▶ [ACTIVITY] Your task is to print each entry exactly as written.

(SOURCE MATERIAL Opens)

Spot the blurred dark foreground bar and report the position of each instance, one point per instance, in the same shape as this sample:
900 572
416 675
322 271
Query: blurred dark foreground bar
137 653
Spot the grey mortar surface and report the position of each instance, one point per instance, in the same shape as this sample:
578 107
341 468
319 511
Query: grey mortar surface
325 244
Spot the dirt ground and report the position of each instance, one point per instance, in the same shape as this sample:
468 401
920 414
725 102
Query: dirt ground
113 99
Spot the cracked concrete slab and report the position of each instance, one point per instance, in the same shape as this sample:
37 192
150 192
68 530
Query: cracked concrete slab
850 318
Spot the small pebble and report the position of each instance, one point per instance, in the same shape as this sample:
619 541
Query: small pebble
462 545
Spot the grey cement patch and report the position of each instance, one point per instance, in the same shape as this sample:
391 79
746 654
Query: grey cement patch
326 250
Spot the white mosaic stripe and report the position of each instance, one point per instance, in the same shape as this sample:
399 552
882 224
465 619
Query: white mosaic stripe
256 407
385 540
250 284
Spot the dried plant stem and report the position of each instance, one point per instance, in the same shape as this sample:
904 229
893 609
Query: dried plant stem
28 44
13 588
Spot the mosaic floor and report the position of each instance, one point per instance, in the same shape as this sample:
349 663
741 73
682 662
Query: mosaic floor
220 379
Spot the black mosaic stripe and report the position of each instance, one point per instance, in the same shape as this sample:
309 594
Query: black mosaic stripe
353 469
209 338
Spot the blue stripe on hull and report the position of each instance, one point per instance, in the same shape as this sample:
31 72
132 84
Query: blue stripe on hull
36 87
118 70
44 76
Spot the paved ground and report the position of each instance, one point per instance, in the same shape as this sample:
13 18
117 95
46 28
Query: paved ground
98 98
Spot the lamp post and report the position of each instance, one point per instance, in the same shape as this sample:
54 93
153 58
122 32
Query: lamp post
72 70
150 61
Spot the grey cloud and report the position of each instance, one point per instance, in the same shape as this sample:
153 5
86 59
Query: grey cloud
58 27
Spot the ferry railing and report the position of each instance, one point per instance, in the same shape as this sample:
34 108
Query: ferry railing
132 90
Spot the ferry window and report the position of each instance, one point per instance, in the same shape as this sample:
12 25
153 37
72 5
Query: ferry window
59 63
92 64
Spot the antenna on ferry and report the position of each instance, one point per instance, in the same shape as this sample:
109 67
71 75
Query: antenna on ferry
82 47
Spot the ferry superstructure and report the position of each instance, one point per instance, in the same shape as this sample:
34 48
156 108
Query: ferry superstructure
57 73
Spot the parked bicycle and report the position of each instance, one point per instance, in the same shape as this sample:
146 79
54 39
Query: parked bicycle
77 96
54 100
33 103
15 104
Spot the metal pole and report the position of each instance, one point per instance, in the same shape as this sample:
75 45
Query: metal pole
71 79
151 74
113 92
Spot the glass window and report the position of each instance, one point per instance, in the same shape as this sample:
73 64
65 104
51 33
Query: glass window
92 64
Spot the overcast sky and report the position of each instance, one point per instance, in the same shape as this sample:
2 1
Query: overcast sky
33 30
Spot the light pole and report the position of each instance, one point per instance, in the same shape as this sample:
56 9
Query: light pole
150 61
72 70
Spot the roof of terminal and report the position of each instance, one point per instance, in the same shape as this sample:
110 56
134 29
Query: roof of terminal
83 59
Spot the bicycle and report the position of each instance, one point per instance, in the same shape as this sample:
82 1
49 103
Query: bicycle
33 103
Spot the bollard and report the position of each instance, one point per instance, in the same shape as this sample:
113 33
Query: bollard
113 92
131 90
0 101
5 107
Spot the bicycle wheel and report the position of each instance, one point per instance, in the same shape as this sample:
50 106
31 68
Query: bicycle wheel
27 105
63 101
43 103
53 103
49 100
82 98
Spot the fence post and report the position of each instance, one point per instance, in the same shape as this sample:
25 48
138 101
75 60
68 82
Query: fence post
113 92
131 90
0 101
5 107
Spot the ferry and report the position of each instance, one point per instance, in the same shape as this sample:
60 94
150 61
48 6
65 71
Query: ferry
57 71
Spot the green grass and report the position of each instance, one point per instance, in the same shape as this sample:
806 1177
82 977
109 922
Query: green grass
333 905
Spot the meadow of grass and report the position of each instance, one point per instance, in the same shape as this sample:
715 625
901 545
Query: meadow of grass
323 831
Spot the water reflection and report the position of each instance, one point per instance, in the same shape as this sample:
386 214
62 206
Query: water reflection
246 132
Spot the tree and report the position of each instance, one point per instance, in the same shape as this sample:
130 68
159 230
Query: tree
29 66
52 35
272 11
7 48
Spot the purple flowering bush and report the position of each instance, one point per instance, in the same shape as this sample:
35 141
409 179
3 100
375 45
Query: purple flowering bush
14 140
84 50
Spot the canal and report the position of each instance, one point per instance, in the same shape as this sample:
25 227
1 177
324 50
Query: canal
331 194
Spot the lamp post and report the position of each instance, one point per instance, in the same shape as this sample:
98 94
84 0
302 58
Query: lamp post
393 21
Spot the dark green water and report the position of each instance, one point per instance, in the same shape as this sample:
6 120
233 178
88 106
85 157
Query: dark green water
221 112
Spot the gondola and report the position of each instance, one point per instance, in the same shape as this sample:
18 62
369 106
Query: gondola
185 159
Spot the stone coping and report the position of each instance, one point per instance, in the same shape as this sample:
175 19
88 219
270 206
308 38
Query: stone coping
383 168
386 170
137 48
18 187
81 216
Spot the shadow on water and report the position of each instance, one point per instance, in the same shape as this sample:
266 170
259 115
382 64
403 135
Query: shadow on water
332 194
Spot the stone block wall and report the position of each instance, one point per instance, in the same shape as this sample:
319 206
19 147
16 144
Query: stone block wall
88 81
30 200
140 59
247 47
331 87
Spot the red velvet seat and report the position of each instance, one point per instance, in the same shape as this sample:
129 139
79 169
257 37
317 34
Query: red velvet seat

(SOURCE MATERIAL Closes)

▶ [ANSWER SECTION]
Spot the blurred dark foreground bar and report the position of each instance, one point per instance, in the same shape as this sample:
900 572
416 675
322 271
Query: blurred dark foreground bar
137 653
Spot the grey mortar surface and report the position of each instance, one point per instance, in the same shape as this sample:
578 107
341 468
319 511
Query: grey mortar surface
325 244
Spot the dirt ground and report the position of each instance, one point per instance, in the same shape as this sample:
468 401
920 414
725 102
Query: dirt ground
113 99
Spot the cracked concrete slab and report the position of each instance, one point per instance, in the same shape as this sample:
37 192
150 192
68 530
Query: cracked concrete slab
850 318
Spot the small pebble and report the position of each instance, one point per instance, in the same shape as this sample:
619 541
Query: small pebble
462 545
Spot the grey cement patch and report the position of each instance, one point per instance, in the same shape as this sample:
391 79
746 654
Query: grey cement patch
326 250
Spot the white mosaic stripe and report the position of each instance, one point per instance, in the same shape as this sample:
399 552
882 224
465 619
Query: white mosaic stripe
256 407
385 540
250 284
Spot the dried plant stem and report the position of each instance, one point per instance, in the same shape as this sample:
904 229
893 609
Query: dried plant stem
28 44
13 588
Spot the mosaic floor and report the position of each instance, one point per instance, in the same shape as this sample:
349 663
741 73
682 662
Query: mosaic floor
220 379
Spot the black mosaic stripe and report the position of each instance, one point per instance, in the same shape as this sample:
309 594
Query: black mosaic stripe
353 469
209 338
Spot the blue stripe on hull and report the position of each instance, one point per instance, in the same shape as this sample:
31 72
132 84
Query: blue stripe on hull
36 87
118 70
44 76
Spot the paved ground and report the position of each instance, one point per instance, in the same shape as this sample:
13 18
117 95
46 28
Query: paved ground
98 98
Spot the lamp post and report the position of each instance, one point per instance, in the same shape as this sample:
54 93
153 58
122 32
Query: lamp post
72 70
150 61
Spot the grey cloud and report the position of each instance, one point per instance, in the same shape as this sample:
153 5
86 59
Query: grey cloud
58 27
Spot the ferry railing and report the position of each instance, one point per instance, in the same shape as this sample:
34 108
Query: ferry railing
132 90
Spot the ferry window and report the position of each instance, one point per instance, in the same shape as this sample:
12 25
153 37
72 5
Query: ferry window
59 63
92 64
Spot the antenna on ferry and report the position of each instance, one point per instance, in the same shape as this sample:
109 67
71 75
Query: antenna on ferry
82 47
Spot the ferry superstructure and report the position of each instance, one point per instance, in the same shape as this sample:
34 48
156 108
Query: ferry superstructure
57 73
Spot the parked bicycle and report the position of each instance, one point per instance, in the same shape as this sample:
146 79
54 39
Query: parked bicycle
77 96
54 100
33 103
15 104
Spot the metal pole and report the position of each instance, one point per instance, in the same shape as this sample:
75 45
Query: metal pole
71 79
151 74
113 92
Spot the glass window and report the position of each instance, one point per instance, in the same shape as this sample:
73 64
65 104
51 33
Query: glass window
92 64
Spot the overcast sky and report the position of each instance, one point per instance, in the same shape as this sample:
2 1
Query: overcast sky
33 30
Spot the light pole and report the position of each instance, one point per instance, in the same shape as this sample:
56 9
Query: light pole
150 61
72 70
Spot the roof of terminal and report the position of each instance, one point per instance, in the same shape as this sample:
110 56
134 29
Query: roof of terminal
83 59
Spot the bicycle and report the position of each instance, one point per instance, in the same shape as this sample:
82 1
49 103
Query: bicycle
33 103
Spot the bollard and report the position of each instance, one point per instance, in the same shape as this sample:
113 33
Query: bollard
113 92
131 90
0 101
5 107
Spot the bicycle wheel and report the position of each instance, one point per instance, in the same shape as this sample:
50 106
31 68
Query: bicycle wheel
27 105
63 101
43 103
53 103
49 100
82 98
Spot the fence post and report the position of each instance, one point per instance, in the same shape as this sample:
25 48
138 101
75 60
68 82
Query: fence post
113 92
131 90
0 101
5 107
Spot the ferry and report the position of each instance, one point per instance, in the same shape as this sample:
60 94
150 61
48 6
65 71
Query: ferry
57 71
Spot the green grass and report the position of each instance, one point per instance, in the same shape as this sample:
806 1177
82 977
109 922
Query: green grass
333 905
Spot the meadow of grass and report the position of each instance, one point per instance, in the same shape as this sample:
715 625
901 545
Query: meadow of grass
323 831
Spot the water reflection and report the position of each instance, one point per instance, in the same shape as this sample:
386 214
62 206
Query: water reflection
246 132
Spot the tree and report the position of each instance, one point per instance, in the same shape as this sample:
130 68
159 230
Query: tree
29 66
52 35
272 11
7 48
Spot the purple flowering bush and report the position of each instance, one point per instance, in the same shape as this sample:
35 141
409 179
3 100
375 45
Query: purple flowering bush
14 140
84 50
Spot the canal and report the position of each instance, one point per instance, in the same shape as this sample:
25 227
1 177
324 50
Query: canal
331 194
Spot the lamp post and report the position of each instance, one point per instance, in the same shape as this sample:
98 94
84 0
302 58
Query: lamp post
393 21
Spot the dark green water and report the position of each instance, one point per instance, in the same shape as this sample:
6 120
233 178
88 106
85 157
Query: dark green water
221 112
Spot the gondola and report the position of each instance, one point per instance, in the same shape as this sample:
18 62
369 106
Query: gondola
185 159
Spot the stone coping and report the position of each instance, one point per instance, in the same shape as this sample:
175 19
88 219
270 206
308 38
Query: stone coping
383 168
386 170
137 48
18 187
81 216
Spot the shadow on water and report the position of each instance, one point per instance, in the same shape as this sample:
266 170
259 115
382 64
403 135
Query: shadow on water
332 194
Spot the stone block wall and report the position of each instance, one point per instance, in the same shape as this sample:
319 206
19 147
16 144
Query: stone block wall
88 81
30 200
140 59
247 47
331 87
Spot the red velvet seat and report the position of each instance, one point per instance, in the same shape as this sample:
129 139
79 169
257 37
317 34
Query: red velvet seat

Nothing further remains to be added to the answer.